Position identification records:
______

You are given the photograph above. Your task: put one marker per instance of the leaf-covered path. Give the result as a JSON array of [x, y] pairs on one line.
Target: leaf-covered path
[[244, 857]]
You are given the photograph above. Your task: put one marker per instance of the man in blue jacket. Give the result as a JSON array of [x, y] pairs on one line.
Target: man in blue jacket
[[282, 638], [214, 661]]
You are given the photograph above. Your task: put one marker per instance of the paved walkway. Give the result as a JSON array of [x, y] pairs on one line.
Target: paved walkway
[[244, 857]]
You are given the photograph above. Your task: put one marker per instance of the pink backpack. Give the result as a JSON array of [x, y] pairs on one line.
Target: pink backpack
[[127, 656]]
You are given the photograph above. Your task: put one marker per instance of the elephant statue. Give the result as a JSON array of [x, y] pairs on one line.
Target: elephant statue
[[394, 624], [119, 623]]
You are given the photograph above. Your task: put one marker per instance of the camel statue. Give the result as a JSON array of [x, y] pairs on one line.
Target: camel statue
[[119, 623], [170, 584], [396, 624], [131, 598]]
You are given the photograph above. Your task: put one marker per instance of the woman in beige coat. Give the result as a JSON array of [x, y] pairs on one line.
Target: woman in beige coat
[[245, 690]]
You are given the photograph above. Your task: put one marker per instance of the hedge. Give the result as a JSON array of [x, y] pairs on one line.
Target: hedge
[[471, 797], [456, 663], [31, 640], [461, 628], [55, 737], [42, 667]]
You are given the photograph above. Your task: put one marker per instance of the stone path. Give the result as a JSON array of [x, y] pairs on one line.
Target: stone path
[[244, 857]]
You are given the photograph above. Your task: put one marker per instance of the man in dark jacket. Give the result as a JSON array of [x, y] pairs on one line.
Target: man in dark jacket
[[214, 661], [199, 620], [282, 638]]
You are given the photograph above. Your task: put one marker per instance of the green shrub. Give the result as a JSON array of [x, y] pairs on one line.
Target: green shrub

______

WHAT IS NEEDED:
Rewrite the lines from the one containing "of the elephant" through the one containing "[[394, 624], [119, 623]]", requests included, and produce only those lines. Scale each coordinate in the answers by 2.45, rounding to whole numbers with halves rounded up.

TASK ANSWER:
You are given the photograph above. Your task: put one marker per instance of the elephant statue. Give the result as a JSON array of [x, y] pairs on one line.
Target: elephant statue
[[965, 1529], [292, 1526]]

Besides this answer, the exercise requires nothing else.